→ What you are asked to do: Reproduce exactly the lines below from the one containing "An agriculture drone captured the photo above. Locate any blue" through the one containing "An agriculture drone captured the photo above. Locate any dirt", including both, and nothing else.

→ Data section:
• • •

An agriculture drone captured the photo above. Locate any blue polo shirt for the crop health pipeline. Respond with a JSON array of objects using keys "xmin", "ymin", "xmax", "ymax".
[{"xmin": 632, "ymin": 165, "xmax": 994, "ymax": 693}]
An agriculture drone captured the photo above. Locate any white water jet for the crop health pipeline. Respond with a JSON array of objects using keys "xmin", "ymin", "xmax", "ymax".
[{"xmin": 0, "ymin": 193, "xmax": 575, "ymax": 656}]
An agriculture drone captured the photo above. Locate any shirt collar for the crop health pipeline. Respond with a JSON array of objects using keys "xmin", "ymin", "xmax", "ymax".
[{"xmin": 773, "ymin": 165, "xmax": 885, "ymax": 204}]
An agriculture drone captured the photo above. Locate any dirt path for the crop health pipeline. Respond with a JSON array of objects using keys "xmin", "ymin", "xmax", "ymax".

• • •

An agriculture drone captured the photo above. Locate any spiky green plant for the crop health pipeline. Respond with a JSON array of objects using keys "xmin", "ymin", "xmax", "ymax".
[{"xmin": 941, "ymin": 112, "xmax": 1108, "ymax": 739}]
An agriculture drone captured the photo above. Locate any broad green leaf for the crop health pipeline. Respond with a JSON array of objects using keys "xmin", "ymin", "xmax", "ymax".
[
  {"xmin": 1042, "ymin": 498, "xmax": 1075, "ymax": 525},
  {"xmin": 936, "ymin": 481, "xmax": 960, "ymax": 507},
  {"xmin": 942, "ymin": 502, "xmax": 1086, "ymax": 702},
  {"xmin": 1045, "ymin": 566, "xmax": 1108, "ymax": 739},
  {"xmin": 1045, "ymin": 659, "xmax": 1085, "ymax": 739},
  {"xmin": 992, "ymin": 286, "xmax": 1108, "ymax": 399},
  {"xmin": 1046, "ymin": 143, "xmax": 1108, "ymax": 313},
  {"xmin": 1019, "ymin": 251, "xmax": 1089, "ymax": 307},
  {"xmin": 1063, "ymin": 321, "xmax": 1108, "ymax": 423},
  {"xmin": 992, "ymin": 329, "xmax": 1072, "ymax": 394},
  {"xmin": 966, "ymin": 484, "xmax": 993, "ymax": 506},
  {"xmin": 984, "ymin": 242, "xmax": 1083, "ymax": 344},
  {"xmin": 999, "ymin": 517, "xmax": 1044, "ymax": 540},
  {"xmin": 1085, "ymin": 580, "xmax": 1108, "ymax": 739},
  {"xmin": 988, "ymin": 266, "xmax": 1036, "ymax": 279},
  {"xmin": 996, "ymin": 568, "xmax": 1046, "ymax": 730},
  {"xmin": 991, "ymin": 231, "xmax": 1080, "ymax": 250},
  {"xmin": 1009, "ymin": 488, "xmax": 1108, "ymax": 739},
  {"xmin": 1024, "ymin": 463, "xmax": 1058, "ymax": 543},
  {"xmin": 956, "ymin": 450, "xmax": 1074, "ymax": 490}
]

• • •

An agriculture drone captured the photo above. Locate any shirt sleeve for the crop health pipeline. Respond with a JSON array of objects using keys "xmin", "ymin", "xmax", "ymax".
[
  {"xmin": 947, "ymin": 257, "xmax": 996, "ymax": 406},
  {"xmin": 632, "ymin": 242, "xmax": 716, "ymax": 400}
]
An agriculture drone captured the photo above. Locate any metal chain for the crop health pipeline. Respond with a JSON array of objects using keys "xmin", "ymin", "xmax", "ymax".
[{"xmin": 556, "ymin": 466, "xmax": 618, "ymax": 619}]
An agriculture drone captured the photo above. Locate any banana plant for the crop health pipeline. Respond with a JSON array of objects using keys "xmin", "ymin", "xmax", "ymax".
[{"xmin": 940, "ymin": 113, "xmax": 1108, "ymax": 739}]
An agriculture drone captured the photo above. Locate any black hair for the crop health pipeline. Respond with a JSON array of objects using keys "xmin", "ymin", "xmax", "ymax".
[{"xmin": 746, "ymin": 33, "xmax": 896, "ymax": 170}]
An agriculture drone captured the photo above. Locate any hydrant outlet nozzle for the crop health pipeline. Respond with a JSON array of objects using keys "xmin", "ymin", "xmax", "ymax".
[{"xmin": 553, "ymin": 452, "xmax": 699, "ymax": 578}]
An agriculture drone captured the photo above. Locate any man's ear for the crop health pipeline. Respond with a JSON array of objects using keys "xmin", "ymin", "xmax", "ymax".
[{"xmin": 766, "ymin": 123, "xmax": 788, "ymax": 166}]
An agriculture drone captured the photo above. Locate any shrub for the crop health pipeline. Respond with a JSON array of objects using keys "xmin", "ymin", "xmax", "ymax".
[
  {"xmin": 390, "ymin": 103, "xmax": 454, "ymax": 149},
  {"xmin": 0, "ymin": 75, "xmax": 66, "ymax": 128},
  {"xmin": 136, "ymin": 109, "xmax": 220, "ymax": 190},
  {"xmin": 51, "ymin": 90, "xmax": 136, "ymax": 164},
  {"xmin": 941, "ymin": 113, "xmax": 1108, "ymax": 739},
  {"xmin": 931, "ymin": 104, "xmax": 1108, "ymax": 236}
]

• • •

→ Output:
An agriculture drone captured the photo above. Locate any blue polo shirt for the crop health pipeline. Respond with a JSON array of objects using keys "xmin", "ymin", "xmax", "ymax".
[{"xmin": 632, "ymin": 165, "xmax": 994, "ymax": 693}]
An agriculture drone captured the photo above. Locate any white water jet for the crop health pipeline. Respond with a JSON array of objects using keys "xmin", "ymin", "xmax", "ymax".
[{"xmin": 0, "ymin": 193, "xmax": 575, "ymax": 656}]
An agriculture drone captured the photo above. Locate any shirt collar for the crop health pipeline. Respond with a JSON array of objects using keys "xmin", "ymin", "xmax", "ymax".
[{"xmin": 773, "ymin": 165, "xmax": 885, "ymax": 204}]
An agriculture drone captured the photo above. Locate any dirt path for the crop health pipeline. Respond with a JSON array of objects using keys "xmin", "ymin", "xmax", "ymax".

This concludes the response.